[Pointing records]
● ● ● ● ● ● ●
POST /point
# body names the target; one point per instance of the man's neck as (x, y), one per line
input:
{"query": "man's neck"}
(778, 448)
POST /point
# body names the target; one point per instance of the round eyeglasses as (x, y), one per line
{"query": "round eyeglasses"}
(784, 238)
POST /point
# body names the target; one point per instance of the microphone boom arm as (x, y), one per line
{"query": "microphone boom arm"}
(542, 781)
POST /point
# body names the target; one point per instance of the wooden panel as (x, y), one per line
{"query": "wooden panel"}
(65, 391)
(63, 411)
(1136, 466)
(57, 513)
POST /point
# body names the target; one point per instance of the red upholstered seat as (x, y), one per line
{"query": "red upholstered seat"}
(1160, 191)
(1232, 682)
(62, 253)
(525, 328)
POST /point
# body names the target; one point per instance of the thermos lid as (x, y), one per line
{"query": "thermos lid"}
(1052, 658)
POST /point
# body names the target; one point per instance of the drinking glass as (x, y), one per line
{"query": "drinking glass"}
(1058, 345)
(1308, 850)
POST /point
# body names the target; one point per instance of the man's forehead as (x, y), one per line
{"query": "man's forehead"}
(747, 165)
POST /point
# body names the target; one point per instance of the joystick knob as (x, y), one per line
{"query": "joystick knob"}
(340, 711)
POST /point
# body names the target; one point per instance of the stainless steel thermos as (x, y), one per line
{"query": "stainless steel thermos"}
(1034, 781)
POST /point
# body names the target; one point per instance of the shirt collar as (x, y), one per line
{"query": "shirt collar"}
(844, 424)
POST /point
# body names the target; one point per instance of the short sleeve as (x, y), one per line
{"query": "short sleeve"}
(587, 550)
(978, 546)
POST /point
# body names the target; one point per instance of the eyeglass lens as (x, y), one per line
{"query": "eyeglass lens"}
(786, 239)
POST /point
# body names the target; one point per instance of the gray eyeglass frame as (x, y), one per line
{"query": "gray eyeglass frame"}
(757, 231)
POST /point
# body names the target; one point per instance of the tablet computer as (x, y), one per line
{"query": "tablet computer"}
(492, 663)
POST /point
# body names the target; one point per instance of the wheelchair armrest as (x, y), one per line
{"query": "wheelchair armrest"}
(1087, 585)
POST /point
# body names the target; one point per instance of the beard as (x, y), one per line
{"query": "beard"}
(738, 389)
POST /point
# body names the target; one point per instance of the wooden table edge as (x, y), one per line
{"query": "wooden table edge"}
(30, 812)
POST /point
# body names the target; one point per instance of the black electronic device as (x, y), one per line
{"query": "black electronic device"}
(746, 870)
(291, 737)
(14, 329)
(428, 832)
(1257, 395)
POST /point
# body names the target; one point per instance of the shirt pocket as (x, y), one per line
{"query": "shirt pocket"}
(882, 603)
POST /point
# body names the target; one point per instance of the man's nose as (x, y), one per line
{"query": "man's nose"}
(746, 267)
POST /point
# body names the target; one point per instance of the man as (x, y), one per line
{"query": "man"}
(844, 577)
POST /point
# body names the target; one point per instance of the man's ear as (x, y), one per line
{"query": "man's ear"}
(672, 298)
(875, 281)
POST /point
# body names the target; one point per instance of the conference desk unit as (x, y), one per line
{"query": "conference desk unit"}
● ● ● ● ● ● ●
» **CHALLENGE**
Quote every line of the data, word for word.

» **SOLUTION TO THE PROBLEM**
POST /point
# body names the target; one point per instance of the man's neck as (x, y), one per line
input:
{"query": "man's neck"}
(778, 448)
POST /point
# body names the target; one point per instance of the round eyeglasses as (x, y), one per line
{"query": "round eyeglasses"}
(784, 238)
POST /point
# body names the target; one point per instance of the microphone boom arm as (x, y), one per line
{"query": "microphone boom arm"}
(542, 781)
POST /point
# body names the target; one point per instance of the wooden panel as (x, y), one per line
{"query": "wooden panel"}
(65, 391)
(63, 411)
(1136, 466)
(57, 513)
POST /point
# body names the target; one point per instance of the red upholstered seat as (x, y), one per line
{"query": "red upholstered seat"}
(1160, 191)
(1232, 682)
(62, 253)
(525, 328)
POST /point
# body names the target; one point per instance of the thermos lid as (x, y), one per line
{"query": "thermos lid"}
(1052, 658)
POST /point
# body names the target; one point per instance of the drinking glass as (x, y), one per line
{"query": "drinking glass"}
(1058, 345)
(1308, 850)
POST /point
# body names the target; one point per instance of the man's forehead as (x, y), one per line
{"query": "man's forehead"}
(747, 165)
POST /point
# body names the target; one point per instance of the joystick knob as (x, y), one per line
{"query": "joystick knob"}
(340, 711)
POST /point
# body names the target; one point per instance of the stainless steel thermos as (x, y), one per line
{"query": "stainless steel thermos"}
(1034, 781)
POST /point
# body names the target; one point per instance of the shirt collar as (x, y), one per line
{"query": "shirt collar"}
(844, 424)
POST /point
# body names the target; one point per instance of the short sleeve as (x, y), one per line
{"query": "short sleeve"}
(587, 550)
(978, 546)
POST /point
# body names the target; one point per instance of the eyeglass lens as (x, y), one per line
{"query": "eyeglass lens"}
(786, 239)
POST /point
# body names the target; one point per instance of the gray eyeglass frame as (x, y), one per line
{"query": "gray eyeglass frame"}
(757, 231)
POST /point
# body names the target; one point per instance of the tablet computer as (x, y), one per line
{"query": "tablet computer"}
(492, 663)
POST /point
# body names the target; one point per instance of the wheelchair armrest as (x, y), one per line
{"query": "wheelchair armrest"}
(1087, 585)
POST /point
# body names the target; one point per instance of the beard as (x, y), one per line
{"query": "beard"}
(738, 389)
POST /point
# body names the target; one point per instance of the wooden table edge as (x, y), one per line
{"query": "wooden table edge"}
(30, 812)
POST /point
# body names the target; one point per instance of the black electronic device as (x, y), one per line
{"query": "black electronic device"}
(746, 870)
(291, 737)
(14, 329)
(428, 832)
(1257, 395)
POST /point
# body names the target; one point per instance of the shirt pocket as (x, y), one per line
{"query": "shirt pocket"}
(882, 603)
POST /point
# body names the target; one point per instance of the man's nose as (x, y), one per line
{"query": "man's nose"}
(746, 267)
POST /point
# body names the target; one point per instance of the man as (x, y), one per line
{"query": "man"}
(844, 577)
POST /point
# body names the target; one point per instance of the man's ear as (x, y), one per line
{"query": "man's ear"}
(672, 298)
(875, 281)
POST /point
# body names the target; one point per instance of the conference desk unit as (x, y), one per line
{"query": "conference desk unit"}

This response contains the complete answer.